— Start of RECORDS PROVIDED —

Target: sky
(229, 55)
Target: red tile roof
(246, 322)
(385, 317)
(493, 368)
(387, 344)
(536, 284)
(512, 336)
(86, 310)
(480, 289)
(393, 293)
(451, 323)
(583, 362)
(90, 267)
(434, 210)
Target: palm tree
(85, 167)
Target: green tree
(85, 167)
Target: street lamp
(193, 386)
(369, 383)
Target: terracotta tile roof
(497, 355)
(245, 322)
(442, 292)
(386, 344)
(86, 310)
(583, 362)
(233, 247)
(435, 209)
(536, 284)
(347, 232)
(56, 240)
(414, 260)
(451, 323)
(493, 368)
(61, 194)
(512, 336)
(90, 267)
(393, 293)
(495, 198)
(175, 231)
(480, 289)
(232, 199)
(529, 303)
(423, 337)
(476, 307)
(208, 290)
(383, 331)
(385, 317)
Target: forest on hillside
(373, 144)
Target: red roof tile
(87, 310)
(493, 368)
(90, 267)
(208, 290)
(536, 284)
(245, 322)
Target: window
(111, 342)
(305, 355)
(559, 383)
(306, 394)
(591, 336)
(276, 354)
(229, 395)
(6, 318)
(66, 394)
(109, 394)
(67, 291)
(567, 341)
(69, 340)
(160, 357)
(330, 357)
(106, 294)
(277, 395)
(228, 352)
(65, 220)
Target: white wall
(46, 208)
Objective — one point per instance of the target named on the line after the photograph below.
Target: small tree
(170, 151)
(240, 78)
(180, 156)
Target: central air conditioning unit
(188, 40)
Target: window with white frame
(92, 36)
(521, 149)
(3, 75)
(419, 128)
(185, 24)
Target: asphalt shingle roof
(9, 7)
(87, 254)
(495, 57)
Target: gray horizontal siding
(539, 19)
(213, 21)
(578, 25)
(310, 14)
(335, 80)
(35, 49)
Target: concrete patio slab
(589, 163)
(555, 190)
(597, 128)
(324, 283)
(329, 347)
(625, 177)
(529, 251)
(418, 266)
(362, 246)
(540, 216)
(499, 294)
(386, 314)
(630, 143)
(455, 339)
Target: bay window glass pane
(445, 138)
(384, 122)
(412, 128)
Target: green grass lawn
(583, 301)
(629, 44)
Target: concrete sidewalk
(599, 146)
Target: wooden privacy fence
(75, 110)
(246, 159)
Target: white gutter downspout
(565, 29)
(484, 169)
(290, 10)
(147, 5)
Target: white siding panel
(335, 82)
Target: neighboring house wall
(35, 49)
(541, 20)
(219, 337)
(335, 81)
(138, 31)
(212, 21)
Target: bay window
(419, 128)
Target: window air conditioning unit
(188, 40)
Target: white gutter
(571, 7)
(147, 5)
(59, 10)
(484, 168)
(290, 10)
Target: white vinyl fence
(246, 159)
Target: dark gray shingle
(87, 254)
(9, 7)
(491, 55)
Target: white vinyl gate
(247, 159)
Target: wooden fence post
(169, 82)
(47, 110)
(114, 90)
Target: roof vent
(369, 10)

— End of RECORDS PROVIDED —

Reproduce each record shown above without altering a single word.

Target: sky
(229, 55)
Target: red tile roof
(246, 322)
(385, 317)
(493, 368)
(387, 344)
(536, 284)
(512, 336)
(86, 310)
(480, 289)
(393, 293)
(451, 323)
(583, 362)
(90, 267)
(434, 210)
Target: palm tree
(85, 167)
Target: green tree
(85, 167)
Target: street lamp
(193, 386)
(369, 383)
Target: terracotta tile roof
(497, 355)
(245, 322)
(442, 292)
(386, 344)
(86, 310)
(583, 362)
(233, 247)
(435, 209)
(536, 284)
(347, 232)
(56, 240)
(414, 260)
(451, 323)
(493, 368)
(61, 194)
(512, 336)
(90, 267)
(393, 293)
(495, 198)
(175, 231)
(480, 289)
(232, 199)
(529, 303)
(423, 337)
(476, 307)
(208, 290)
(383, 331)
(385, 317)
Target: forest on hillside
(373, 144)
Target: red roof tile
(87, 310)
(493, 368)
(90, 267)
(208, 290)
(536, 284)
(245, 322)
Target: window
(111, 342)
(305, 355)
(559, 383)
(306, 394)
(591, 336)
(276, 354)
(229, 395)
(6, 318)
(66, 394)
(109, 394)
(67, 291)
(567, 341)
(69, 340)
(160, 357)
(330, 357)
(106, 294)
(277, 395)
(228, 352)
(65, 220)
Target: white wall
(46, 208)
Objective — one point per instance of the target named on the line after the photograph below.
Target: small tree
(170, 151)
(240, 78)
(180, 156)
Target: central air conditioning unit
(188, 40)
Target: window with white frame
(92, 36)
(521, 149)
(3, 75)
(419, 128)
(185, 24)
Target: asphalt shingle roof
(9, 7)
(87, 254)
(495, 57)
Target: gray horizontal siding
(539, 19)
(213, 21)
(578, 25)
(310, 14)
(335, 80)
(35, 49)
Target: concrete patio slab
(589, 163)
(555, 190)
(597, 128)
(324, 283)
(329, 347)
(625, 177)
(529, 251)
(418, 266)
(362, 246)
(540, 216)
(499, 294)
(386, 314)
(630, 143)
(455, 339)
Target: bay window glass pane
(445, 138)
(384, 122)
(412, 128)
Target: green grass lawn
(583, 301)
(629, 44)
Target: concrete sidewalk
(599, 146)
Target: wooden privacy fence
(75, 110)
(246, 159)
Target: white gutter downspout
(565, 29)
(484, 169)
(290, 10)
(147, 5)
Target: white siding panel
(335, 82)
Target: neighboring house wall
(35, 49)
(541, 20)
(219, 337)
(335, 81)
(138, 31)
(212, 21)
Target: bay window
(419, 128)
Target: window air conditioning unit
(188, 40)
Target: white gutter
(571, 7)
(147, 5)
(59, 10)
(484, 168)
(290, 10)
Target: white vinyl fence
(246, 159)
Target: dark gray shingle
(87, 254)
(9, 7)
(491, 55)
Target: white vinyl gate
(247, 159)
Target: wooden fence post
(169, 82)
(47, 110)
(114, 90)
Target: roof vent
(369, 10)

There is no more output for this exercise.